- **What is expected**: Find each line below that contains the string "hand" and copy it out. Uppercase and lowercase count as different.

--- Start ---

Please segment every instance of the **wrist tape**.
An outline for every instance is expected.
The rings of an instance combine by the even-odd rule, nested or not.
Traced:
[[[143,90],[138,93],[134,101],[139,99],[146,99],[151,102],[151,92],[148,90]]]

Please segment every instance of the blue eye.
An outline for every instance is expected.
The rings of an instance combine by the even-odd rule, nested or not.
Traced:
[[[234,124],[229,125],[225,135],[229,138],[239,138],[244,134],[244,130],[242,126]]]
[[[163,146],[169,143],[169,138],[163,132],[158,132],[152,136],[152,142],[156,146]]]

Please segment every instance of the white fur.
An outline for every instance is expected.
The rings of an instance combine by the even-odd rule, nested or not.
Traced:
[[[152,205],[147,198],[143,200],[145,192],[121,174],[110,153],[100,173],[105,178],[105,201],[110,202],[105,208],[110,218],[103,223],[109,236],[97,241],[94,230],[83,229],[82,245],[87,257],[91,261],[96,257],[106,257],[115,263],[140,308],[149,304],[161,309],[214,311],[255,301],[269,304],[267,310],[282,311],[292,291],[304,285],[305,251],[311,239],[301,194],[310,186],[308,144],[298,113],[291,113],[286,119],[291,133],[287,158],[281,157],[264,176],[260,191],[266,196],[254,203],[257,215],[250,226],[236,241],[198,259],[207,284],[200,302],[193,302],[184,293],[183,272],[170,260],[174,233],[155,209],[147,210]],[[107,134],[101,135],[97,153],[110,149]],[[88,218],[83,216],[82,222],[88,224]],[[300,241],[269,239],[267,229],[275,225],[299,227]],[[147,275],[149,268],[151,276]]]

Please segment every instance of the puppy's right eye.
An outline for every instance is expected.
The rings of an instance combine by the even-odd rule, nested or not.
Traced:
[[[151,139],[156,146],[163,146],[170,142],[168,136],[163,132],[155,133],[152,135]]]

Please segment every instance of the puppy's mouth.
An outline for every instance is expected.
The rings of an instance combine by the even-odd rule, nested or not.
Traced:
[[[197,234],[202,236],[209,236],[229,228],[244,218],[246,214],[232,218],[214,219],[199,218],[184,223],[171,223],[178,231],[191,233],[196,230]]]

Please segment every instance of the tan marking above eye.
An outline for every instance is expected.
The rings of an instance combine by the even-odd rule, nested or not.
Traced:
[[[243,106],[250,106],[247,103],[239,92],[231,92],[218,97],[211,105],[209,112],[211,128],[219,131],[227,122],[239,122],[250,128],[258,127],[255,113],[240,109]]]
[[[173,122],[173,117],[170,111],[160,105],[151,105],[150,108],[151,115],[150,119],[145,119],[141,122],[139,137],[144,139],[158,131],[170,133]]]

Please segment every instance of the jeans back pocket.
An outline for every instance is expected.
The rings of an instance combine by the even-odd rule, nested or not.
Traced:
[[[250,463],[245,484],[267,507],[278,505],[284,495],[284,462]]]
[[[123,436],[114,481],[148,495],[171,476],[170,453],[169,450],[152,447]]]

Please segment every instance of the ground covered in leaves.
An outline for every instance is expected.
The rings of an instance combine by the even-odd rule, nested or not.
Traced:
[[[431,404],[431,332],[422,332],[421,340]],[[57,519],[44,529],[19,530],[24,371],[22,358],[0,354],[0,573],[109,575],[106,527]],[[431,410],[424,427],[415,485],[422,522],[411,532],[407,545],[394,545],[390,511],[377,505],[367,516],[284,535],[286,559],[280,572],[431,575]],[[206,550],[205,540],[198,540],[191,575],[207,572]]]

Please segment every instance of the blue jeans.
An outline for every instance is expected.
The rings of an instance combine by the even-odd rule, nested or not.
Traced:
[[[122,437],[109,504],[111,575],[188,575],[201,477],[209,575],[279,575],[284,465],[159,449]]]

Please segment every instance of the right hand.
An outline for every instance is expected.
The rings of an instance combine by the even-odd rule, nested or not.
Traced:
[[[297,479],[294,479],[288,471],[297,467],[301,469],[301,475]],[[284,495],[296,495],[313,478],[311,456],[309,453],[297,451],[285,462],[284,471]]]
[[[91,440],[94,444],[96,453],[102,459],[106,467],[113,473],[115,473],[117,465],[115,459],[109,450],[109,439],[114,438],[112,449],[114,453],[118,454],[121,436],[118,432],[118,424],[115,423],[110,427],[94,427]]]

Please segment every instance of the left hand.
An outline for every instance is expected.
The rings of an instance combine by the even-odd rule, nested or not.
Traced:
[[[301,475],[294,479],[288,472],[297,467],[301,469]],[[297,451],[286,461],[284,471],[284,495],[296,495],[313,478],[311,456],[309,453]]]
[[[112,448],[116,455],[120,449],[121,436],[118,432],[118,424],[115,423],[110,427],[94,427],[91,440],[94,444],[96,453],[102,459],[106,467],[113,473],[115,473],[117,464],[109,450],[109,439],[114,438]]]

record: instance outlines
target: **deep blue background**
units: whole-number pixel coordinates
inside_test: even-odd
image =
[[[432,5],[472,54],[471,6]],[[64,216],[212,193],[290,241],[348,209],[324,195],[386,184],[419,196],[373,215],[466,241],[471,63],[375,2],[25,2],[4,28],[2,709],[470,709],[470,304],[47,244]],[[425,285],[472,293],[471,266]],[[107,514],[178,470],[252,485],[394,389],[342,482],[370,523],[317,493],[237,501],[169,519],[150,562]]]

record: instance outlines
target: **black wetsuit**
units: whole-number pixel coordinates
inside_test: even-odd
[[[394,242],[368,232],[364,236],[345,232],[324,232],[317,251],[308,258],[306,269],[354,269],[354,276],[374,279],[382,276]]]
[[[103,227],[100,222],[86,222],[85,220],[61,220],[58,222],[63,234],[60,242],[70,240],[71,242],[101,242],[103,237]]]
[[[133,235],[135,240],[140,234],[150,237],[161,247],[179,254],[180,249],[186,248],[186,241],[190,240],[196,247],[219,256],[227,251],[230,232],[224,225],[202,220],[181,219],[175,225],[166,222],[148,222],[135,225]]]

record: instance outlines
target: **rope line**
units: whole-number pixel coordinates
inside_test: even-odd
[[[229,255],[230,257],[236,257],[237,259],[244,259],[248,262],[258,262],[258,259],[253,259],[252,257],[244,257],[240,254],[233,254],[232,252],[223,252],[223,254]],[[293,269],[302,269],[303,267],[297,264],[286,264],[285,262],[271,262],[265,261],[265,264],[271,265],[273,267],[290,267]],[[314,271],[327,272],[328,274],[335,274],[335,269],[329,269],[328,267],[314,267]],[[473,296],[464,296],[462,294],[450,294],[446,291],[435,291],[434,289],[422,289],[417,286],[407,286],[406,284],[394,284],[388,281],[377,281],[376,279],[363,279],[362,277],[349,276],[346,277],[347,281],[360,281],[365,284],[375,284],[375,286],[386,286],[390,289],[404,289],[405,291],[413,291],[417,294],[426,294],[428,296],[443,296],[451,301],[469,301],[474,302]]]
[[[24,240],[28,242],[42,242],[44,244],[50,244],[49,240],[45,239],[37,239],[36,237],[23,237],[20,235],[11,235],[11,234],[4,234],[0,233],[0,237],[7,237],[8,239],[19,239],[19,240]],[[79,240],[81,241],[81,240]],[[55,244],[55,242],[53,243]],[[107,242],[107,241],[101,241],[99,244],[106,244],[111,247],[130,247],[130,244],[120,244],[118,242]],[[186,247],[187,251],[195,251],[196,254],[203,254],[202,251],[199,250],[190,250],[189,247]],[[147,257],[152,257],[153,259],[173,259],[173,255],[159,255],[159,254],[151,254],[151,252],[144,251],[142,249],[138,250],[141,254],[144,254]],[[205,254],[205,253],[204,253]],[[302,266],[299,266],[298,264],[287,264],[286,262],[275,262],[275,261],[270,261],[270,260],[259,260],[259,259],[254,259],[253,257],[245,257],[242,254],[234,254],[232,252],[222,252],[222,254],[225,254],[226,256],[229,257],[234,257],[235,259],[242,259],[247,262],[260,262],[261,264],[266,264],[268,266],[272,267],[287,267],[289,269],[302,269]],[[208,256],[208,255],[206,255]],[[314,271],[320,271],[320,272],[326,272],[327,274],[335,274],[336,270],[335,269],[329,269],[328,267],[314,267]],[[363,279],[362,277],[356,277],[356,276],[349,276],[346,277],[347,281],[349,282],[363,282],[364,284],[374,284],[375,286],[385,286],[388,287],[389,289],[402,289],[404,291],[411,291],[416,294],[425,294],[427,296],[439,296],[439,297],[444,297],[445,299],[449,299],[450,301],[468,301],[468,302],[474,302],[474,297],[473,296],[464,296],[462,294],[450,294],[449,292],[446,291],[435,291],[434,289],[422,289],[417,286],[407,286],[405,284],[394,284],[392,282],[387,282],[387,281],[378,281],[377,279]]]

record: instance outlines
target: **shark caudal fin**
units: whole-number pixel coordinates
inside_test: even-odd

--- End ---

- **The solution**:
Please segment every instance of the right hand.
Please segment every instance of the left hand.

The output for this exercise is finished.